▶ [EXERCISE OBJECTIVE]: No images, please. Copy each entry below exactly as it reads.
___ SOURCE INFORMATION
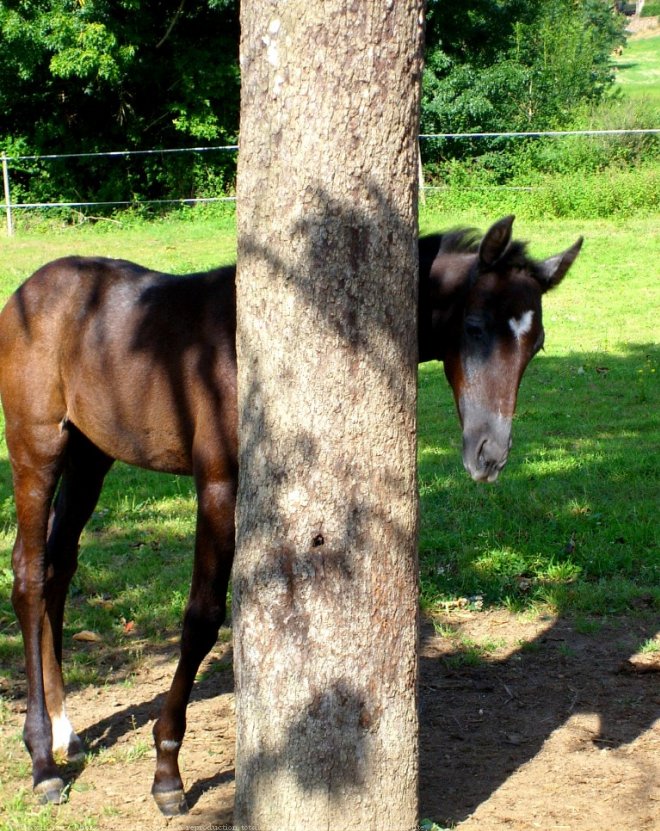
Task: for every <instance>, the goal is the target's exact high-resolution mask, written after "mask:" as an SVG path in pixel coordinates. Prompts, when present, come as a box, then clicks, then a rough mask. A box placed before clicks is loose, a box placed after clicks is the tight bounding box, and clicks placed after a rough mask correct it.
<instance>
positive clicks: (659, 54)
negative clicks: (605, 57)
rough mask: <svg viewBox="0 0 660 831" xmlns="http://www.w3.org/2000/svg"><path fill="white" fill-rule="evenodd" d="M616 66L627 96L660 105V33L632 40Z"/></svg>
mask: <svg viewBox="0 0 660 831" xmlns="http://www.w3.org/2000/svg"><path fill="white" fill-rule="evenodd" d="M616 65H617V67H618V71H617V84H618V86H619V87H620V88H621V90H622V91H623V93H624V94H625V95H626V96H628V97H630V98H645V99H648V100H650V101H653V102H654V103H656V104H660V33H658V34H657V35H653V36H651V37H632V38H630V39H629V41H628V43H627V44H626V46H625V48H624V50H623V54H622V55H621V56H620V57H619V58H618V59H617V60H616ZM656 126H657V125H656Z"/></svg>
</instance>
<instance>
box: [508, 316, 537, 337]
mask: <svg viewBox="0 0 660 831" xmlns="http://www.w3.org/2000/svg"><path fill="white" fill-rule="evenodd" d="M533 318H534V312H533V311H532V309H528V310H527V311H526V312H523V313H522V315H521V316H520V318H519V319H518V320H516V318H515V317H512V318H511V320H510V321H509V327H510V329H511V331H512V332H513V334H514V335H515V337H516V340H520V338H522V337H523V336H524V335H526V334H527V333H528V332H529V330H530V329H531V328H532V319H533Z"/></svg>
______
▶ [WRITTEN SOLUTION]:
Task: for every <instance>, the goal is the target's exact high-resolution mask, written after "mask:" as an SVG path in pixel coordinates. Prompts, when present, come as a box, then clicks, then a rough mask. A box placed before clicks is loose, a box placed after clicks is the tight bounding box, and clicks placed after a rough mask correct it.
<instance>
positive clicks: (659, 54)
negative clicks: (605, 57)
rough mask: <svg viewBox="0 0 660 831" xmlns="http://www.w3.org/2000/svg"><path fill="white" fill-rule="evenodd" d="M616 66L627 96L660 105V33L632 40Z"/></svg>
mask: <svg viewBox="0 0 660 831" xmlns="http://www.w3.org/2000/svg"><path fill="white" fill-rule="evenodd" d="M616 65H617V67H618V71H617V84H618V86H619V87H620V88H621V90H622V91H623V93H624V94H625V95H626V96H628V97H630V98H645V99H648V100H650V101H653V102H654V103H656V104H660V33H658V34H657V35H653V36H651V37H632V38H630V39H629V41H628V43H627V44H626V46H625V48H624V50H623V54H622V55H621V56H620V57H619V58H618V59H617V60H616ZM656 126H657V125H656Z"/></svg>
</instance>
<instance>
box: [508, 316, 537, 337]
mask: <svg viewBox="0 0 660 831" xmlns="http://www.w3.org/2000/svg"><path fill="white" fill-rule="evenodd" d="M533 318H534V312H533V311H532V309H528V310H527V311H526V312H523V313H522V315H521V316H520V318H519V319H518V320H516V318H515V317H512V318H511V320H510V321H509V327H510V329H511V331H512V332H513V334H514V335H515V337H516V340H520V338H522V337H523V336H524V335H526V334H527V333H528V332H529V330H530V329H531V328H532V319H533Z"/></svg>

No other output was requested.